● Source data:

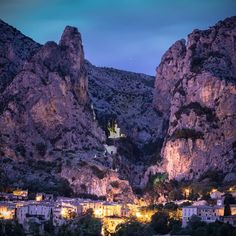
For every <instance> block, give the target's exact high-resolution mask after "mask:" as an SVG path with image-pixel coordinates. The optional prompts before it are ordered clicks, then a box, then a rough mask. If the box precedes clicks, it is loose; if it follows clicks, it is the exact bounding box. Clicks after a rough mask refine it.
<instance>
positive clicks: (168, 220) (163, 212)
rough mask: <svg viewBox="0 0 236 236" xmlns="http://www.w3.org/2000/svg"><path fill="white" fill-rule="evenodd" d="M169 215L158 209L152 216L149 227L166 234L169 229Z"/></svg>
mask: <svg viewBox="0 0 236 236" xmlns="http://www.w3.org/2000/svg"><path fill="white" fill-rule="evenodd" d="M168 221H169V217H168V215H167V214H166V213H165V212H163V211H159V212H157V213H156V214H154V215H153V216H152V221H151V227H152V228H153V229H154V230H155V231H156V233H159V234H166V233H168V232H169V231H170V228H169V222H168Z"/></svg>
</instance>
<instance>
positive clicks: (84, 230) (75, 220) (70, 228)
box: [58, 214, 102, 236]
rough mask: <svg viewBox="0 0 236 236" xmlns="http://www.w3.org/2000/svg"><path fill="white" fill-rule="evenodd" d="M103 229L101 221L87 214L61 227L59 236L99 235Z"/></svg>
mask: <svg viewBox="0 0 236 236" xmlns="http://www.w3.org/2000/svg"><path fill="white" fill-rule="evenodd" d="M101 229H102V223H101V221H100V220H99V219H96V218H94V217H93V216H92V215H90V214H87V215H86V216H83V217H81V218H79V219H73V220H71V221H69V222H68V223H67V224H65V225H62V226H61V227H59V231H58V236H82V235H83V236H85V235H86V236H99V235H100V234H101Z"/></svg>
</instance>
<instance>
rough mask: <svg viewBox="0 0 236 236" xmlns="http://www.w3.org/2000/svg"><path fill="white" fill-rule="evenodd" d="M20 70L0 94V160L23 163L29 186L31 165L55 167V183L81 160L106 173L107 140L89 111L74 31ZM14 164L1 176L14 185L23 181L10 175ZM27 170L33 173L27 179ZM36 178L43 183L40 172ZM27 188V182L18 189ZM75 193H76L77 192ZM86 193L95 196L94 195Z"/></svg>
mask: <svg viewBox="0 0 236 236" xmlns="http://www.w3.org/2000/svg"><path fill="white" fill-rule="evenodd" d="M6 33H7V32H6ZM19 37H20V36H19ZM22 37H23V36H22ZM6 44H7V43H6ZM36 45H37V44H36ZM4 50H5V48H4ZM1 52H2V50H1ZM13 62H14V60H13ZM13 62H12V63H13ZM22 64H23V67H22V68H21V69H19V71H16V73H17V74H16V76H15V77H14V79H12V81H11V83H10V84H9V85H8V86H6V87H5V89H4V91H3V92H2V93H1V100H0V155H1V158H5V157H8V158H10V159H11V161H13V164H14V166H20V164H19V163H23V164H22V168H23V166H24V168H25V170H24V176H25V177H24V179H25V178H27V176H31V177H32V178H31V180H32V179H34V178H33V176H34V175H36V170H34V169H35V168H36V169H37V167H35V168H32V167H31V165H30V163H31V162H35V163H37V161H41V162H42V163H49V164H48V166H50V165H51V164H50V163H55V164H54V166H53V167H52V168H51V169H49V170H48V171H49V172H50V173H51V175H53V176H55V178H56V179H54V180H55V181H58V179H60V178H64V179H67V175H64V174H63V170H64V169H66V168H69V167H70V166H73V167H74V169H77V172H79V171H80V168H81V166H79V165H78V163H79V162H80V161H81V160H83V161H84V162H85V163H93V165H96V163H99V164H100V165H103V164H104V167H103V168H105V169H106V168H108V167H109V166H110V165H111V164H110V162H111V160H109V158H108V157H106V160H107V161H106V162H105V159H104V158H105V157H104V155H103V154H104V146H103V143H104V142H105V139H106V136H105V133H104V132H103V131H102V129H101V128H99V127H98V124H97V122H96V121H95V120H94V119H93V115H92V111H91V109H90V100H89V98H88V88H87V86H88V78H87V73H86V71H85V68H84V53H83V47H82V42H81V36H80V34H79V32H78V30H77V29H76V28H72V27H66V28H65V30H64V33H63V35H62V38H61V40H60V43H59V45H57V44H56V43H55V42H48V43H46V44H45V45H43V46H41V47H39V49H38V50H37V51H36V52H35V53H34V55H32V56H31V58H27V59H26V60H25V61H24V63H22ZM95 156H97V159H94V157H95ZM41 162H40V163H41ZM16 163H18V164H16ZM13 164H12V165H10V164H9V165H10V167H9V169H10V171H9V172H6V173H5V174H6V176H7V178H10V180H11V181H13V182H14V181H16V176H21V177H22V178H23V173H22V172H21V171H20V170H19V171H17V170H15V172H16V174H14V175H13V174H11V172H12V171H13V170H12V166H13ZM45 165H46V164H45ZM105 165H106V166H105ZM27 167H28V168H29V170H30V169H32V171H34V172H35V173H34V174H33V173H29V170H27ZM14 168H15V167H14ZM45 171H46V167H45ZM18 172H19V173H18ZM26 173H28V174H26ZM50 173H47V175H46V176H50ZM40 175H41V176H42V178H44V177H45V174H44V173H43V170H41V172H40ZM57 176H58V178H57ZM77 177H78V178H79V177H80V176H77ZM17 178H18V177H17ZM38 178H39V181H41V182H42V181H43V179H42V178H40V177H38ZM45 178H48V177H45ZM117 179H118V177H117ZM54 180H53V181H54ZM67 180H69V177H68V179H67ZM55 181H54V182H55ZM86 181H87V182H86V184H88V185H91V186H94V185H93V184H92V182H88V181H93V175H91V178H90V179H86ZM26 183H27V180H25V181H24V183H21V186H22V185H23V186H24V184H26ZM45 185H46V184H45ZM31 187H32V186H31ZM72 187H73V186H72ZM73 190H74V192H75V193H77V192H76V191H77V190H78V187H76V186H75V187H74V189H73ZM89 191H90V192H91V193H95V191H94V190H93V189H90V190H89ZM102 193H103V194H104V195H105V193H104V192H102Z"/></svg>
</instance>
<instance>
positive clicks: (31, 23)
mask: <svg viewBox="0 0 236 236" xmlns="http://www.w3.org/2000/svg"><path fill="white" fill-rule="evenodd" d="M233 15H236V0H0V18H2V19H3V20H4V21H6V22H7V23H8V24H10V25H13V26H14V27H16V28H18V29H19V30H20V31H21V32H22V33H24V34H26V35H27V36H30V37H31V38H33V39H34V40H35V41H37V42H39V43H45V42H46V41H49V40H50V41H51V40H54V41H56V42H58V41H59V39H60V36H61V34H62V31H63V29H64V27H65V26H66V25H72V26H76V27H78V29H79V31H80V32H81V34H82V38H83V45H84V50H85V56H86V58H87V59H88V60H89V61H90V62H92V63H93V64H94V65H97V66H108V67H114V68H119V69H124V70H130V71H135V72H143V73H146V74H151V75H154V74H155V68H156V66H157V65H158V64H159V62H160V59H161V56H162V55H163V53H164V52H165V51H166V50H167V49H168V48H169V47H170V46H171V44H173V43H174V42H175V41H176V40H178V39H181V38H186V36H187V34H189V33H191V32H192V30H193V29H195V28H198V29H206V28H208V27H209V26H211V25H214V24H215V23H216V22H217V21H219V20H223V19H224V18H226V17H229V16H233Z"/></svg>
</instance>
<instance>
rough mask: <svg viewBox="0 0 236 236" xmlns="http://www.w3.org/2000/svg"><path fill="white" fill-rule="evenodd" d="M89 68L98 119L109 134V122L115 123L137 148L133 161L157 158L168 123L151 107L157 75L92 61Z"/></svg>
mask: <svg viewBox="0 0 236 236" xmlns="http://www.w3.org/2000/svg"><path fill="white" fill-rule="evenodd" d="M86 68H87V72H88V81H89V95H90V98H91V100H92V103H93V108H94V111H95V114H96V118H97V119H98V122H99V124H100V126H101V127H102V128H103V130H105V132H106V133H107V136H109V123H112V122H116V123H117V125H118V127H119V128H120V129H121V133H122V134H124V136H125V137H126V141H127V142H129V143H130V145H131V146H132V147H133V149H136V151H135V152H133V154H131V156H132V157H130V159H131V160H132V159H133V160H135V161H136V162H137V160H139V161H143V162H144V164H145V162H149V161H152V160H153V159H155V157H156V154H157V153H158V152H160V148H161V146H162V142H163V139H164V132H163V126H164V125H165V122H164V119H163V117H162V115H161V114H160V112H158V111H157V110H155V109H154V107H153V106H152V99H153V89H154V77H152V76H147V75H144V74H138V73H132V72H127V71H121V70H117V69H113V68H99V67H95V66H93V65H91V64H90V63H87V66H86ZM122 145H125V144H124V143H122Z"/></svg>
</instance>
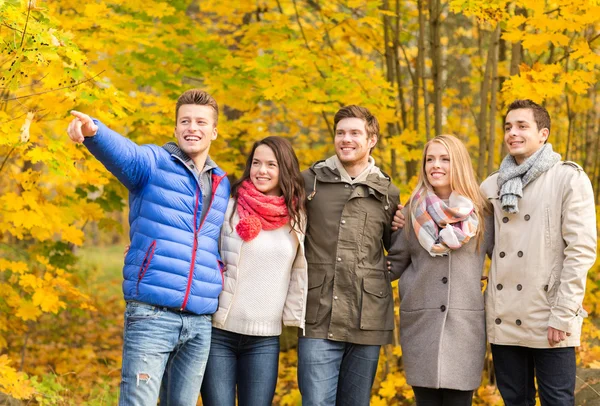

● Exercise instructions: For the entries above, the output must hold exactly the lines from the one with "68L98 119L109 134V122L115" through the last line, both included, and no pictures.

● Exercise answer:
rough mask: <svg viewBox="0 0 236 236" xmlns="http://www.w3.org/2000/svg"><path fill="white" fill-rule="evenodd" d="M89 68L98 119L109 134V122L115 123L137 148L133 161L157 158L168 123L151 107L157 75L92 61Z"/></svg>
mask: <svg viewBox="0 0 236 236" xmlns="http://www.w3.org/2000/svg"><path fill="white" fill-rule="evenodd" d="M86 68H87V72H88V81H89V95H90V98H91V100H92V103H93V108H94V111H95V114H96V118H97V119H98V122H99V124H100V126H101V127H102V128H103V130H105V132H106V133H107V136H109V123H112V122H116V123H117V125H118V127H119V128H120V129H121V133H122V134H124V136H125V137H126V141H127V142H129V143H130V145H131V146H132V147H133V149H136V151H135V152H133V154H131V156H132V157H130V159H131V160H132V159H133V160H135V161H136V162H137V160H139V161H143V162H144V164H145V162H149V161H152V160H153V159H155V157H156V154H157V153H158V152H160V148H161V146H162V142H163V139H164V132H163V126H164V125H165V122H164V119H163V117H162V115H161V114H160V112H158V111H157V110H155V109H154V107H153V106H152V99H153V89H154V77H152V76H147V75H144V74H138V73H132V72H127V71H121V70H117V69H113V68H99V67H95V66H93V65H91V64H90V63H87V66H86ZM122 145H125V144H124V143H122Z"/></svg>
</instance>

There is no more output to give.